> **SELECTED EXTRACT**:
LIVE! From City Lights
The official podcast for City Lights Publishers & Booksellers in San Francisco. Featuring readings and archives. Hosted by City Lights events coordinator Peter Maravelis.
Latest episodes

Jan 24, 2020 • 42min
Joyce in Paris with Catherine Flynn
Catherine Flynn celebrating the release of "James Joyce and the Matter of Paris," published by Cambridge University Press, in conversation with fellow UC Berkeley professor Kent Puckett.
In James Joyce and the Matter of Paris, Catherine Flynn recovers the paradigmatic city of European urban modernity as the foundational context of Joyce's imaginative consciousness. Beginning with Joyce's underexamined first exile in 1902–03, she shows the significance for his writing of the time he spent in Paris and of a range of French authors whose works inflected his experience of that city. In response to the pressures of Parisian consumer capitalism, Joyce drew on French literature to conceive a somatic aesthetic, in which the philosophically disparaged senses of taste, touch, and smell as well as the porous, digestive body resist capitalism's efforts to manage and instrumentalize desire. This book re-situates the most canonical of Irish modernists in a European avant-garde context while revealing important links between Anglophone modernism and critical theory.

> **STORED DATA**:
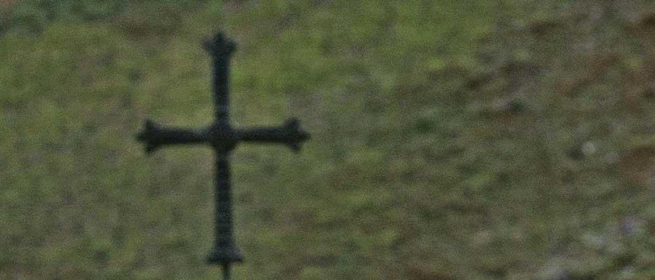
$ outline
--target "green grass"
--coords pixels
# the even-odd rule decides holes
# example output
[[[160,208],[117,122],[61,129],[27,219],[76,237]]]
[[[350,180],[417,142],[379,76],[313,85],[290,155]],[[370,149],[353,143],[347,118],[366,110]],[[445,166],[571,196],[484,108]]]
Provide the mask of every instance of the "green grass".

---

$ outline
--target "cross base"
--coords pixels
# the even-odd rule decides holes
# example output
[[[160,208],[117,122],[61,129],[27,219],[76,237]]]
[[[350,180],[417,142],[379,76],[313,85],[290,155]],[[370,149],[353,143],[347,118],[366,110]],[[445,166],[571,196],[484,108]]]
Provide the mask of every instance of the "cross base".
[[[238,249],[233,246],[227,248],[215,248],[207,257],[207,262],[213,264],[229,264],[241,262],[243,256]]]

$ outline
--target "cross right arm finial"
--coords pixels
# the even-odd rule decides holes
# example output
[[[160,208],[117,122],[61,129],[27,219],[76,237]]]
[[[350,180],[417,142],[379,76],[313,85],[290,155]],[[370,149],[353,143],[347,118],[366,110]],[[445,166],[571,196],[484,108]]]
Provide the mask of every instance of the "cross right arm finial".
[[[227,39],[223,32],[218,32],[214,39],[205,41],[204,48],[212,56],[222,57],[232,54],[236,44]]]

--

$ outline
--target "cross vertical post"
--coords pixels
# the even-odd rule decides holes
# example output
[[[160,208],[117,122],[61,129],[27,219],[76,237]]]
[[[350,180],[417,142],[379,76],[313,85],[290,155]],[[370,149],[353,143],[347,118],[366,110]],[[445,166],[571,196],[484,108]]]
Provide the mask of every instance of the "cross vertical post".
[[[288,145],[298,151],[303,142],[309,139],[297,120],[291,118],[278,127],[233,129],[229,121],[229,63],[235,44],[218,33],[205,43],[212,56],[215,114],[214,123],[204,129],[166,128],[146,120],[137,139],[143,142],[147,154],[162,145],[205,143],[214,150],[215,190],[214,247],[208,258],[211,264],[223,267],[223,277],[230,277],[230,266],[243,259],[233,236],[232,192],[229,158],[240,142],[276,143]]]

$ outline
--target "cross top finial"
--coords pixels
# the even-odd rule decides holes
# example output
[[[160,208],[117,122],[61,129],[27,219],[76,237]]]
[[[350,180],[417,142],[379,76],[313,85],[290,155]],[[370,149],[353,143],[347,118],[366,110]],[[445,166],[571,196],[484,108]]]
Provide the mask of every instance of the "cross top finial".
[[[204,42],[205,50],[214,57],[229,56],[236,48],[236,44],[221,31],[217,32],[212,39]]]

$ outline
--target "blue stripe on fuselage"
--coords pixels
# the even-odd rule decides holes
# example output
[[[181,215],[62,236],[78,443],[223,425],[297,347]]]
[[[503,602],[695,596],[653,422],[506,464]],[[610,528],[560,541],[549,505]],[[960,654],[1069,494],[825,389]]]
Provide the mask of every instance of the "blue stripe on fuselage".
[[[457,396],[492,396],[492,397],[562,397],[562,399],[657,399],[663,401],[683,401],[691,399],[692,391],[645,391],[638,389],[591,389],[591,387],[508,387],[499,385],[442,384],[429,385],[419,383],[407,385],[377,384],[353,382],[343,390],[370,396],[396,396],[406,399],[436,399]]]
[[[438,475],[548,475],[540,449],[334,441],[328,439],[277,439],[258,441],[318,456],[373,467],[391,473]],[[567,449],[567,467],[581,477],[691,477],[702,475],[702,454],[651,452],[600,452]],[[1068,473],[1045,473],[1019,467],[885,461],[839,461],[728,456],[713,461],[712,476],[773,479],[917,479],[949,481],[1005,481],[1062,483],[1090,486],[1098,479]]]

> **THE EXERCISE**: Carry on the City Lights podcast page past its last sentence, the one about Joyce and Anglophone modernism.

> **THE REPLY**:
Catherine Flynn works on British and Irish modernist literature in a European avant-garde context. She joined the Department of English at the University of California at Berkeley in 2012. She was a Postdoctoral Fellow at Stanford University's Introduction to the Humanities Program from 2009 to 2012. She received her Ph.D. in Comparative Literature from Yale University in 2009 and her B.A. in English and Philosophy from University College Cork in 2000. Previously, she practiced as an architect in Ireland and in Vienna, Austria; she has a B.Arch from University College Dublin. She is an Affiliate of the Program in Critical Theory and currently also serves as Director of Berkeley Connect in English and as Associate Director of Irish Studies.

Jan 17, 2020 • 1h 3min
Isabella Tree
Isabella Tree discussing the subject of her new book, Wilding: Returning Nature to Our Farm, from New York Review Books with an introduction by Eric Schlosser.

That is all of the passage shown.